§ **Exercise details**: The data follows this line. Copy verbatim the line with "Objective — one marker per instance of the white face" and each line after it to the end.

§ **Provided material**:

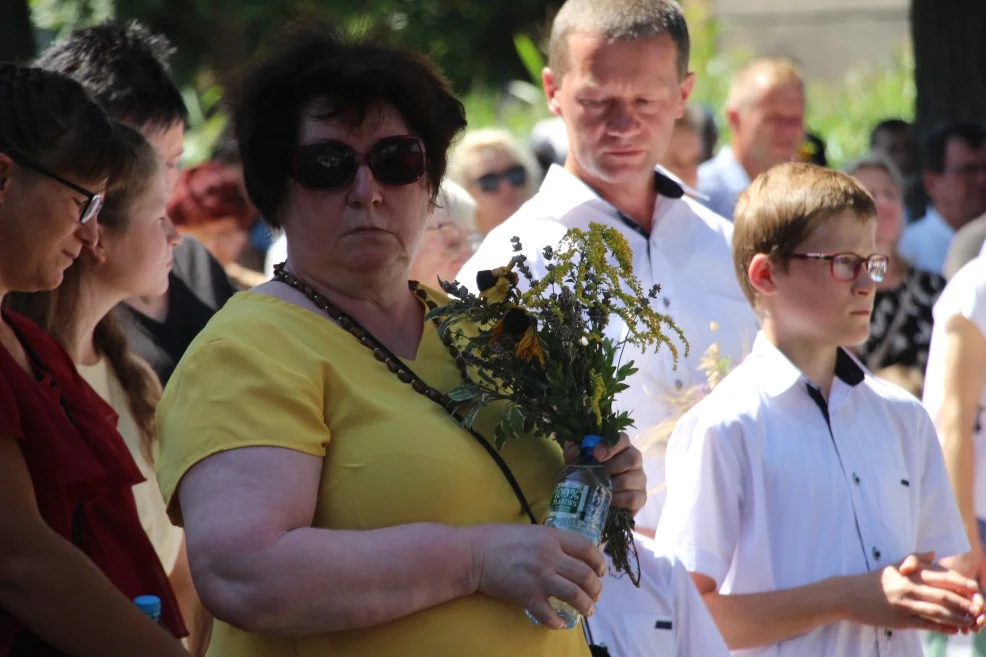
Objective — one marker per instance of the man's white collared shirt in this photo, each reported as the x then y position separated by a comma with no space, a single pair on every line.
722,179
770,488
925,242
688,254
665,617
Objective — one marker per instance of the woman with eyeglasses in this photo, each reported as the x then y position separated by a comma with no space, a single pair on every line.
331,504
496,171
73,554
900,328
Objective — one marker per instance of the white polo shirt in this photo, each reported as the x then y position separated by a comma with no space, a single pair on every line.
964,295
665,617
766,493
687,252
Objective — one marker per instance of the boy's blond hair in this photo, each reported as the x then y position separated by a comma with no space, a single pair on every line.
784,206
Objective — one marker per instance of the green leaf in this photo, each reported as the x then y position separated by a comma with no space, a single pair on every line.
464,392
514,419
499,435
469,421
529,54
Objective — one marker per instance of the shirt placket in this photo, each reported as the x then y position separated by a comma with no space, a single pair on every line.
855,477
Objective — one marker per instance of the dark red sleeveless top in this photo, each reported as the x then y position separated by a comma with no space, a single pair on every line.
82,473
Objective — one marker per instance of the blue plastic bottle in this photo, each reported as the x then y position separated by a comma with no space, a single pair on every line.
580,504
150,605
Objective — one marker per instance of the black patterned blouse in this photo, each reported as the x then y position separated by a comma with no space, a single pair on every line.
900,329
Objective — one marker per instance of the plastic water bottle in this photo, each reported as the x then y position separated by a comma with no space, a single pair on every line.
150,605
580,504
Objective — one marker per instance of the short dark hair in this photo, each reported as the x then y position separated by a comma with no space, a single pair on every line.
48,119
125,68
936,145
618,20
888,125
310,62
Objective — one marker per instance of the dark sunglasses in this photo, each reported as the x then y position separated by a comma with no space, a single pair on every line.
515,175
94,202
327,165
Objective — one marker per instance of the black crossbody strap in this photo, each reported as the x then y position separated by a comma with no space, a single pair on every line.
495,455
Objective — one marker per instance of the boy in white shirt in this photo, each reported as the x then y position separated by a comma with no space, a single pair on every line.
807,498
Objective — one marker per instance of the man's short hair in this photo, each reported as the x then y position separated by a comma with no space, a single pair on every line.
888,125
770,72
618,20
784,206
936,146
125,68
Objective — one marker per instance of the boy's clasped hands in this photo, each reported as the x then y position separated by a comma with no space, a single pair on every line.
920,593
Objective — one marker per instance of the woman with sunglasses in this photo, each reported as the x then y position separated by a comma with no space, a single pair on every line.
73,554
331,504
496,171
900,328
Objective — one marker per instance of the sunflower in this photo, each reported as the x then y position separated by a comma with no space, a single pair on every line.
518,324
495,285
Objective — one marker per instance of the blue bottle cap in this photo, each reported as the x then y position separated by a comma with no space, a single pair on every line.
590,441
150,605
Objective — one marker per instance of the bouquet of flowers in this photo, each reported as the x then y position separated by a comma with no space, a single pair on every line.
715,367
544,352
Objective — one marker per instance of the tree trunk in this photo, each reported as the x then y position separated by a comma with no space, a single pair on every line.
16,32
949,60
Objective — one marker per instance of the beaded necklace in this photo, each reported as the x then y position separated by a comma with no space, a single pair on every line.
400,369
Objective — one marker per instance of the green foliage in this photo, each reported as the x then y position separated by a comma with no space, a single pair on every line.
843,113
206,121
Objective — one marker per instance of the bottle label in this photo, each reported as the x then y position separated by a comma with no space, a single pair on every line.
569,498
578,508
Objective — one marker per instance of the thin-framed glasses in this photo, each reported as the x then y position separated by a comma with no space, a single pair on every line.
846,266
94,202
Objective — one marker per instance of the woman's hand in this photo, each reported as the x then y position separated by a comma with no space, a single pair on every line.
625,466
526,564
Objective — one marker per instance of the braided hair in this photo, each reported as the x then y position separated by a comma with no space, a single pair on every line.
57,311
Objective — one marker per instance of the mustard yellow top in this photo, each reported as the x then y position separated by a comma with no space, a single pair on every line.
267,372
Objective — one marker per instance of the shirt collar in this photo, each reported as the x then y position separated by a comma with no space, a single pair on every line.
732,172
779,374
567,192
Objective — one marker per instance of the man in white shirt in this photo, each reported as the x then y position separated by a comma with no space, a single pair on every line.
619,94
765,110
955,179
665,617
808,498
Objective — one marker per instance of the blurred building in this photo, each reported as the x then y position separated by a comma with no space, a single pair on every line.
825,37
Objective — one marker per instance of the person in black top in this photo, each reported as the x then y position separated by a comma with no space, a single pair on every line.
198,287
125,70
900,328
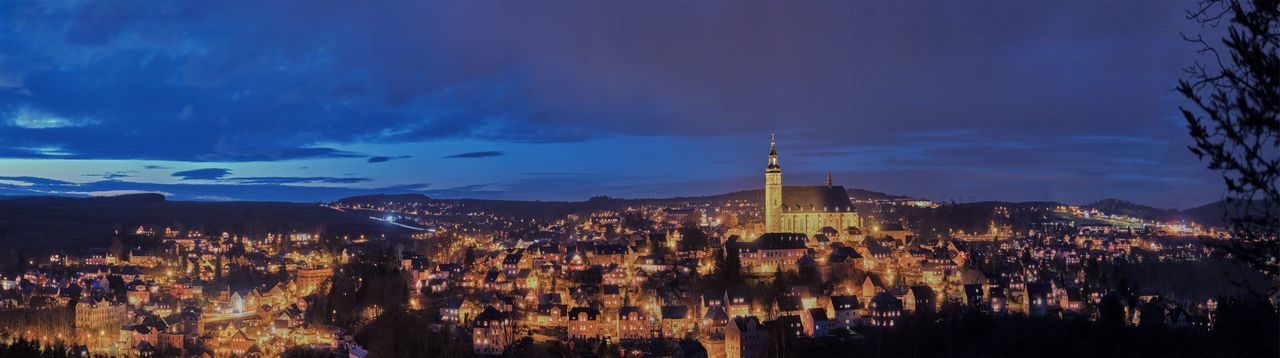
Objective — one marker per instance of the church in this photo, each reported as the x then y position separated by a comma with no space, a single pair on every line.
804,210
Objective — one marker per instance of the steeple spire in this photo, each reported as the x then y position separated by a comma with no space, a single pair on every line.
773,154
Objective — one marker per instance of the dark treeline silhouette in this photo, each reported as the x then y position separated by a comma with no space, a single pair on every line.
1234,119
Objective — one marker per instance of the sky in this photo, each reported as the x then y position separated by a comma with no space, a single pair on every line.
316,100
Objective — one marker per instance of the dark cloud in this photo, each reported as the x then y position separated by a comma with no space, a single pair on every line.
197,192
36,180
382,159
210,82
202,174
113,175
220,174
1041,90
297,179
474,155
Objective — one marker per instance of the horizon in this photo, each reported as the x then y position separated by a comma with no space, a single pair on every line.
990,101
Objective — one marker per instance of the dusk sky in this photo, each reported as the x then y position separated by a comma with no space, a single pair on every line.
1063,101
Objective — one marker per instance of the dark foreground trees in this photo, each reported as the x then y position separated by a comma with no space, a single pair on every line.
1234,118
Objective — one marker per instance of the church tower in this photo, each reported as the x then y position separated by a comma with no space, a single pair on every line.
773,191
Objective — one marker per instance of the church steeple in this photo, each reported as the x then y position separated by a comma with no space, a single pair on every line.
773,155
773,191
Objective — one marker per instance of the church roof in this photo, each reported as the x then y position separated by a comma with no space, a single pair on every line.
816,200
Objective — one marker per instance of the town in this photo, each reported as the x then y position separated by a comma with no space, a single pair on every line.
805,266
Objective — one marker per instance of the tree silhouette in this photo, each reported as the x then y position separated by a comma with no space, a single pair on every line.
1235,119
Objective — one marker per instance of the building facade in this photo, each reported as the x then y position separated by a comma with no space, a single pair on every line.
804,210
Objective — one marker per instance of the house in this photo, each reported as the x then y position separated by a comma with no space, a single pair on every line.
675,321
612,295
552,315
492,331
845,308
919,299
632,324
584,322
885,310
714,321
746,338
451,311
816,322
739,302
1036,299
772,252
999,302
973,294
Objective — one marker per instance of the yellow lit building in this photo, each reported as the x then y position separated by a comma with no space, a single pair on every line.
804,210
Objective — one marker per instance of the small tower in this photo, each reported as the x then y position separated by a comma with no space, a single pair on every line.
773,191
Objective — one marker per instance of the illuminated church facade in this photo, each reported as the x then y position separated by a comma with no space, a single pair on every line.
804,210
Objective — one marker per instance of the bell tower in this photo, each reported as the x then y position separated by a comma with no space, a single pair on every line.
773,191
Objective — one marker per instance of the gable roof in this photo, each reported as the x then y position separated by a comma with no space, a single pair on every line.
816,200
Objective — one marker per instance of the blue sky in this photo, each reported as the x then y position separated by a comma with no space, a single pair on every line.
315,100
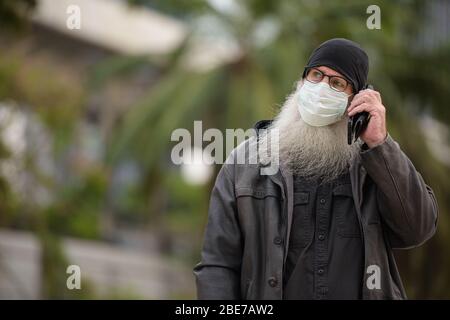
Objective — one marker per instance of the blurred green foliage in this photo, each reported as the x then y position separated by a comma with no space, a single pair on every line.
411,76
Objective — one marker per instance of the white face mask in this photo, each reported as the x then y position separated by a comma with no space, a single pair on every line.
319,105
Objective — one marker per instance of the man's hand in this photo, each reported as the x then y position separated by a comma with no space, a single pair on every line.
370,101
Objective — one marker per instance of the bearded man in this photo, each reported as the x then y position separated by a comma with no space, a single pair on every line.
325,224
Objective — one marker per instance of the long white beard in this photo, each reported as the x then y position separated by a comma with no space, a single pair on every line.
311,151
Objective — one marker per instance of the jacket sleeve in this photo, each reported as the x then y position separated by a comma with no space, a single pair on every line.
218,273
407,206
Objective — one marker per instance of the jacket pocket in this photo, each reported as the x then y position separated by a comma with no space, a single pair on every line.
248,288
302,229
256,193
345,212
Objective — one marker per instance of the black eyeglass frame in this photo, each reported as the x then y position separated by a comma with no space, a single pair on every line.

§ **Complete output**:
Objective — one marker per instance of the white face mask in this photo, each reported as the x then y position separated by a comma with no space, a single pair on every line.
319,105
Objective — one marker per instance of the man's hand in this photo, each reported as the x then y position separated by a comma with no space, a single pair on every line.
370,101
Objective — one marker per instance of the bearded man in this photo, each reported as the x then y position separated by a comma with no space, a single pair on every line.
325,224
Objective — one marker per instance of the long white beard in this photo, each reported as the x then y position separated by a comma with no space, a single pair on every line.
311,151
Objective — one marker per instance of the jacket sleeve in this photo, each reported as the x then y position separated by a comma with no space, a single pair on every line.
218,273
407,206
Objective — one marker per instance of the jacket pocket in this photo, each reported as the x then y position separated by a comma with no space, a single pair on every line.
248,288
302,229
256,193
345,212
Objective — one marker per instance of the black eyeglass frame in this photo, each reported as the x then y position separated by a comma with no space, a single pair on every line.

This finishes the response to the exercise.